What is needed:
The entries below are to be repeated exactly as they stand.

Entries from a point annotation set:
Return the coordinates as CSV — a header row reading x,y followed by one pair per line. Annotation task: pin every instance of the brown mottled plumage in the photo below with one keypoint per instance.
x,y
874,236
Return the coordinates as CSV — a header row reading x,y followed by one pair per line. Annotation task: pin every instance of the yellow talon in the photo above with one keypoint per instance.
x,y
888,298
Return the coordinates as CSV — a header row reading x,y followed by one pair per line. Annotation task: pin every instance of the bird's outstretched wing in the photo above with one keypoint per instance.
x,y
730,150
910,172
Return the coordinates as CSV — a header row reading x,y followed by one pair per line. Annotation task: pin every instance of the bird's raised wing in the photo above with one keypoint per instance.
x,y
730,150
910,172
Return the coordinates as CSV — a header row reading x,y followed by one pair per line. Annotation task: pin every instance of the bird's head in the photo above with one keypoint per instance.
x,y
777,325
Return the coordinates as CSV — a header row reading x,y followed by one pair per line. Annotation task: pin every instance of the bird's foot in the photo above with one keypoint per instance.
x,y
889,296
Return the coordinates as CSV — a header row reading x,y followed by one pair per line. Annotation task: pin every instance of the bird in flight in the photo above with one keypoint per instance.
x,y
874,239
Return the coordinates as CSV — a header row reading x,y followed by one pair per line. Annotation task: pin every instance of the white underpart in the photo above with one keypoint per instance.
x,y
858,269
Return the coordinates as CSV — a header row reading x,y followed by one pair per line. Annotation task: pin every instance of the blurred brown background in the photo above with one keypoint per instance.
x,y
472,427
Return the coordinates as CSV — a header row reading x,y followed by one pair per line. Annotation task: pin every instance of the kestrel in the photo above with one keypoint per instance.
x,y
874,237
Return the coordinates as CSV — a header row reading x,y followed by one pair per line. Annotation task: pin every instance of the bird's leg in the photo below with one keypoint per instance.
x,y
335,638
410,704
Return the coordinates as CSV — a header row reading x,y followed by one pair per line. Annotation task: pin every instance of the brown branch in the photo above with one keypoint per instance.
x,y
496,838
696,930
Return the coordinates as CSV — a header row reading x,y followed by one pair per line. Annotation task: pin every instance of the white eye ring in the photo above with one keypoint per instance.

Result of the task:
Return the coordinates as CSV — a header row reading x,y followed by one pair per line. Annotation task: pin every instance of the brown mottled plumage in the photo below with one keypoint per instance.
x,y
874,236
Return the coordinates as CSV — a header row reading x,y followed by one pair per line. Annotation task: pin every instance of the yellow talon in the photo above with one keypoint per instance.
x,y
888,298
Return the coordinates as CSV — a header row reading x,y followed by one pair per line. Annotation task: pin every instance of the bird's outstretched wing in the photo above with one keypoint per instance.
x,y
730,150
910,172
Return the coordinates as CSV — a header row reading x,y followed by one pair per line. Annotation task: pin every instance of the bird's raised wing in the photo above with one keypoint per instance.
x,y
730,150
910,172
Return the coordinates as CSV — a header row reading x,y followed by one pair per line. Annotation task: pin every instance of the bird's head in the photo above with one keypoint per instance.
x,y
777,325
Return the coordinates as CSV — a header row reading x,y followed by one pair per line. Annotation task: pin every instance of the bird's foot in the photo above with one keypoint per instance.
x,y
889,296
Return the coordinates as CSV — a header row reading x,y followed by one pair per line. Annotation task: pin every instance of the bird in flight in the photo above with one keypoint per instance.
x,y
874,239
Return the coordinates as CSV — a header row reading x,y followed by one pair per line. Annotation task: pin every instance of the white underpart in the photo above with one keypoint per instance.
x,y
858,269
Return the coordinates as CSV — a header row reading x,y followed by one pair per line. Annotation task: pin every instance of the blurred brown background in the photo above with one keypoint per instance.
x,y
472,427
Return the coordinates as CSV — a header row reading x,y followed by one pair per line. Annotation task: pin every instance of the kestrel in the photo above with one keypoint per instance.
x,y
874,237
Return the coordinates as CSV — a header row reading x,y followed by one pair per line. Annotation task: pin every instance of the bird's leg in the photo below with one keypoint per instance.
x,y
335,638
410,704
Return the coordinates as CSV — a header row reading x,y followed by one pair per line. Annotation task: pin every instance of the brown branch in the photo above with one keypoint per instance.
x,y
496,838
696,930
Return the coordinates as CSV — a header row reading x,y followed by one pair per line. Annotation task: pin every instance of the white eye ring in the photo above with one keypoint per instance.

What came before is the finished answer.